Extracted material>
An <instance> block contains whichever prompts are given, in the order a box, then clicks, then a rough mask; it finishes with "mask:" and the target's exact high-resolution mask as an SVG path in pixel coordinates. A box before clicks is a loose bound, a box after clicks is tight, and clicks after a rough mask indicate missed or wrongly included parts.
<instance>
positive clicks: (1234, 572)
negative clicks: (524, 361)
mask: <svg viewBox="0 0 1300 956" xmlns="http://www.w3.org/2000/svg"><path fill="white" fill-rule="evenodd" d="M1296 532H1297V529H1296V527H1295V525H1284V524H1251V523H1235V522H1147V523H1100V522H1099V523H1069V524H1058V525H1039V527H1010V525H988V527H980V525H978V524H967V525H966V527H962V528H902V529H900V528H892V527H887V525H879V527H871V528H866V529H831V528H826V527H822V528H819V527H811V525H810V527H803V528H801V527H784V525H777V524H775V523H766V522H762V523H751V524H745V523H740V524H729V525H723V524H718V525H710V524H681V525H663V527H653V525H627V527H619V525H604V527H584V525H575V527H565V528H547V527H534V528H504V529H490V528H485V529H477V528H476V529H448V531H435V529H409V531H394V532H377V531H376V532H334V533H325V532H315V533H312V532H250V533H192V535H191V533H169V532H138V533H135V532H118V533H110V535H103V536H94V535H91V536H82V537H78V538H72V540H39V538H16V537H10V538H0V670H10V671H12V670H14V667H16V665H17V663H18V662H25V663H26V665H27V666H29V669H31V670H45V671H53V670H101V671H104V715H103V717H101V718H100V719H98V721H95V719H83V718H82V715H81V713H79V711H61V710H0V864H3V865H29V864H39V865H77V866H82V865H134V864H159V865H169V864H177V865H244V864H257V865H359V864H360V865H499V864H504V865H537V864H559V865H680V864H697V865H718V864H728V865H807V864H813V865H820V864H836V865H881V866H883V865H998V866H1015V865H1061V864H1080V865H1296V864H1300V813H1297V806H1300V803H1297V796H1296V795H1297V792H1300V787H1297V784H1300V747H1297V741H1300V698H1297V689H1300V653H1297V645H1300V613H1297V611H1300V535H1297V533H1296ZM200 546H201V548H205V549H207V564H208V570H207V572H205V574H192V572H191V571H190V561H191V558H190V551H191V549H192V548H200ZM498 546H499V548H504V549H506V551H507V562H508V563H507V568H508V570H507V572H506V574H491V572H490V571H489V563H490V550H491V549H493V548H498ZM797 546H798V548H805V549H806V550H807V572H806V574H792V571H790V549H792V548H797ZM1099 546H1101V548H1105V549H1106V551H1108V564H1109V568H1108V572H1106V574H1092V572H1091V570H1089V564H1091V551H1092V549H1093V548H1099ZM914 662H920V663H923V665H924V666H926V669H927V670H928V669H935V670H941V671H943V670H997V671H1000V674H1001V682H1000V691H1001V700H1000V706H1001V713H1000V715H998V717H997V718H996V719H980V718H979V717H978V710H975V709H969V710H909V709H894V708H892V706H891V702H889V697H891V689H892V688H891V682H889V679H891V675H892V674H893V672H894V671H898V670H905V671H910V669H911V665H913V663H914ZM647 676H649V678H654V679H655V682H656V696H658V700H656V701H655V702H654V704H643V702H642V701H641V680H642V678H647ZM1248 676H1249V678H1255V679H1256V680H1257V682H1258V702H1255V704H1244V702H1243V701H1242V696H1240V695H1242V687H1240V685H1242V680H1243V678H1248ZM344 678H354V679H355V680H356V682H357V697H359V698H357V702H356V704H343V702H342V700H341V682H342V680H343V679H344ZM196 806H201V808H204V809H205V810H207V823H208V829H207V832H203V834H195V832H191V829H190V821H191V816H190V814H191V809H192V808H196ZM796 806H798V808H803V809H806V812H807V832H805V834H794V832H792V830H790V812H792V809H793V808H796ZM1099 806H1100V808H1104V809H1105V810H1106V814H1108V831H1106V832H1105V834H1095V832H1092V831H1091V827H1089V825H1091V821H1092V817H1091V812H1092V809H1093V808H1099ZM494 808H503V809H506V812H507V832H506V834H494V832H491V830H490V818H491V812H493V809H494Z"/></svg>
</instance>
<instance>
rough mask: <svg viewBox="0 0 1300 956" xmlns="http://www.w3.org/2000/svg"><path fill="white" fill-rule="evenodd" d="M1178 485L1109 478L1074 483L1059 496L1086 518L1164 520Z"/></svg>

Directions for this task> Reproduce every line above without error.

Result>
An <instance> block contains whichever prompts are given, in the order a box, then clicks, then a rough mask; it finishes with "mask:" and the target's exact high-resolution mask as an SVG path in pixel coordinates. A box before clicks is a loose bound, a box after clicks is tight, and clicks after a rough mask indicate missed or wrongly included parts.
<instance>
positive clicks: (1234, 572)
negative clicks: (524, 361)
mask: <svg viewBox="0 0 1300 956" xmlns="http://www.w3.org/2000/svg"><path fill="white" fill-rule="evenodd" d="M1296 532H1297V529H1296V527H1295V525H1284V524H1251V523H1235V522H1147V523H1100V522H1099V523H1069V524H1058V525H1039V527H1010V525H988V527H980V525H978V524H967V525H966V527H962V528H902V529H900V528H892V527H887V525H879V527H871V528H866V529H831V528H826V527H822V528H819V527H811V525H810V527H803V528H801V527H784V525H777V524H775V523H766V522H762V523H751V524H745V523H740V524H729V525H723V524H718V525H710V524H681V525H663V527H653V525H627V527H619V525H604V527H584V525H575V527H565V528H547V527H534V528H504V529H490V528H485V529H477V528H476V529H448V531H435V529H409V531H394V532H377V531H376V532H334V533H325V532H315V533H312V532H250V533H192V535H191V533H169V532H138V533H135V532H118V533H110V535H103V536H94V535H91V536H82V537H78V538H72V540H39V538H16V537H10V538H0V670H10V671H12V670H14V667H16V665H17V663H18V662H25V663H26V665H27V666H29V669H31V670H45V671H53V670H101V671H104V715H103V717H101V718H100V719H98V721H95V719H83V718H82V715H81V713H79V711H61V710H0V864H3V865H29V864H39V865H77V866H82V865H134V864H159V865H169V864H177V865H244V864H257V865H359V864H360V865H499V864H504V865H537V864H559V865H680V864H697V865H718V864H728V865H807V864H813V865H820V864H836V865H881V866H883V865H998V866H1015V865H1061V864H1080V865H1296V864H1300V813H1297V806H1300V803H1297V796H1296V795H1297V792H1300V787H1297V784H1300V747H1297V741H1300V698H1297V689H1300V653H1297V645H1300V613H1297V611H1300V535H1297V533H1296ZM200 546H201V548H205V549H207V564H208V570H207V572H205V574H192V572H191V571H190V561H191V558H190V551H191V549H192V548H200ZM498 546H499V548H504V549H506V551H507V562H508V563H507V568H508V570H507V572H506V574H491V572H490V571H489V563H490V550H491V549H493V548H498ZM797 546H798V548H805V549H806V550H807V572H806V574H792V571H790V549H792V548H797ZM1099 546H1101V548H1105V549H1106V551H1108V564H1109V568H1108V572H1106V574H1092V572H1091V570H1089V564H1091V551H1092V549H1093V548H1099ZM914 662H920V663H923V665H924V666H926V669H927V670H928V669H935V670H941V671H943V670H997V671H1000V674H1001V682H1000V691H1001V700H1000V706H1001V713H1000V715H998V717H997V718H996V719H980V718H979V717H978V710H975V709H969V710H909V709H894V708H892V706H891V702H889V697H891V689H892V688H891V682H889V679H891V675H892V674H893V672H894V671H898V670H905V671H910V669H911V665H913V663H914ZM647 676H649V678H654V679H655V682H656V696H658V700H656V701H655V702H654V704H643V702H642V701H641V680H642V678H647ZM1248 676H1249V678H1255V679H1256V680H1257V682H1258V702H1255V704H1244V702H1243V701H1242V696H1240V695H1242V687H1240V685H1242V680H1243V678H1248ZM344 678H354V679H355V680H356V682H357V697H359V698H357V702H356V704H343V702H342V700H341V682H342V680H343V679H344ZM196 806H201V808H204V809H205V810H207V823H208V829H207V832H203V834H195V832H191V829H190V821H191V816H190V814H191V809H192V808H196ZM796 806H798V808H803V809H806V812H807V832H805V834H794V832H792V830H790V812H792V809H793V808H796ZM1099 806H1100V808H1104V809H1105V810H1106V814H1108V831H1106V832H1105V834H1095V832H1092V831H1091V827H1089V825H1091V821H1092V817H1091V812H1092V809H1093V808H1099ZM494 808H503V809H506V812H507V832H506V834H494V832H491V830H490V818H491V812H493V809H494Z"/></svg>
</instance>
<instance>
rough mask: <svg viewBox="0 0 1300 956" xmlns="http://www.w3.org/2000/svg"><path fill="white" fill-rule="evenodd" d="M1178 485L1109 478L1074 483L1059 496L1086 518L1164 520Z"/></svg>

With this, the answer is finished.